◆ **YOUR OBJECTIVE**: Put the lines below into a Markdown table with the columns Row and Text, numbering each row and skipping any blank lines.

◆ **AVAILABLE RECORDS**:

_ _ _ _ _

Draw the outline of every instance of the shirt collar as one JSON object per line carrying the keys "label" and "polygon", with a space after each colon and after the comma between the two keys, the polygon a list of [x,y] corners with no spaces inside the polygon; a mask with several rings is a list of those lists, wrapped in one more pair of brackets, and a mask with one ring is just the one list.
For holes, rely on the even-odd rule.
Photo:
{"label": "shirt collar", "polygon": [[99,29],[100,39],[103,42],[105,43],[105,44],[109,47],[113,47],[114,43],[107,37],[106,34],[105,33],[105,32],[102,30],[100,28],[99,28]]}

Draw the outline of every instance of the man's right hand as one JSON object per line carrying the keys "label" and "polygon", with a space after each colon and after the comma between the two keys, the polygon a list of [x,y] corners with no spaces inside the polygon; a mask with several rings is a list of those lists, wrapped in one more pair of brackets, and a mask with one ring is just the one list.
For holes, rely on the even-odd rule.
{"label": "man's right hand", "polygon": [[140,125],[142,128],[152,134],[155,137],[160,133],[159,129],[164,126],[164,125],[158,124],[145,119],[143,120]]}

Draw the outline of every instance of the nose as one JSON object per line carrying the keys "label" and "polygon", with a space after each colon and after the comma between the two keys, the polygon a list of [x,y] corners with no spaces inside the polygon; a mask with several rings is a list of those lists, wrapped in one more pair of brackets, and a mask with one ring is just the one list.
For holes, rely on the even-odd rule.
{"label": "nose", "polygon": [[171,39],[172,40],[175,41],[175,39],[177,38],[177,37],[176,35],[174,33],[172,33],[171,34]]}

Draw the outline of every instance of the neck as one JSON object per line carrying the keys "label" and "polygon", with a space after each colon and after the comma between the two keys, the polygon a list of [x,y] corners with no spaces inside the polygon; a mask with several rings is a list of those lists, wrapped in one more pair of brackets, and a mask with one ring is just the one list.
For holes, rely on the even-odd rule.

_ _ _ _ _

◆ **ANSWER**:
| Row | Text |
|---|---|
| 1 | Draw the outline of every instance of the shirt collar as one JSON object per line carrying the keys "label" and "polygon", with a space after each colon and after the comma between the two keys, the polygon a list of [x,y] corners with no spaces inside the polygon; a mask with several rings is a list of those lists, wrapped in one more pair of brackets, and a mask with one ring is just the one list. |
| 2 | For holes, rely on the even-odd rule. |
| 3 | Photo: |
| 4 | {"label": "shirt collar", "polygon": [[99,29],[100,39],[103,42],[105,43],[105,44],[109,47],[113,47],[114,43],[107,37],[106,34],[105,33],[105,32],[102,30],[100,28],[99,28]]} |
| 5 | Draw the outline of every instance of the man's right hand as one JSON object per line carrying the keys "label" and "polygon", with a space after each colon and after the comma between the two keys, the polygon a list of [x,y] corners with no spaces inside the polygon; a mask with several rings is a list of those lists, wrapped in one more pair of brackets, and a mask with one ring is just the one list. |
| 6 | For holes, rely on the even-odd rule. |
| 7 | {"label": "man's right hand", "polygon": [[140,125],[142,128],[152,134],[155,137],[160,133],[159,129],[164,126],[164,125],[158,124],[145,119],[143,120]]} |
| 8 | Draw the outline of every instance of the nose as one JSON object per line carrying the keys "label" and "polygon", with a space after each colon and after the comma between the two keys, the polygon a list of [x,y] corners with no spaces inside the polygon; a mask with several rings is a list of those lists, wrapped in one more pair of brackets, and a mask with one ring is just the one list. |
| 9 | For holes, rely on the even-odd rule. |
| 10 | {"label": "nose", "polygon": [[171,39],[172,40],[175,41],[175,39],[177,38],[177,37],[176,35],[174,33],[172,33],[171,34]]} |
| 11 | Draw the outline of every instance of the neck as one JSON object per line carrying the keys "label" and "polygon", with a space after each colon and after the comma between the two keys, the polygon a list of [x,y] corners with no spaces inside the polygon; a mask with several rings is a list of those lists, wrapped in one more pair of brackets, and a mask with one ring is just the one list. |
| 12 | For holes, rely on the even-odd rule. |